(INFORMATION PROVIDED)

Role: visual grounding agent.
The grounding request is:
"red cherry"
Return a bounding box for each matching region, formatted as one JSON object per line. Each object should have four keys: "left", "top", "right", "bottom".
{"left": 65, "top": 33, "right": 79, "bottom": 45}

(End INFORMATION PROVIDED)

ACTIVITY:
Exactly as given, repeat each line above.

RESULT OF THIS EXERCISE:
Role: visual grounding agent.
The grounding request is:
"red cherry"
Return a bounding box for each matching region, formatted as one JSON object per line. Each object should have four keys: "left", "top", "right", "bottom".
{"left": 65, "top": 33, "right": 79, "bottom": 45}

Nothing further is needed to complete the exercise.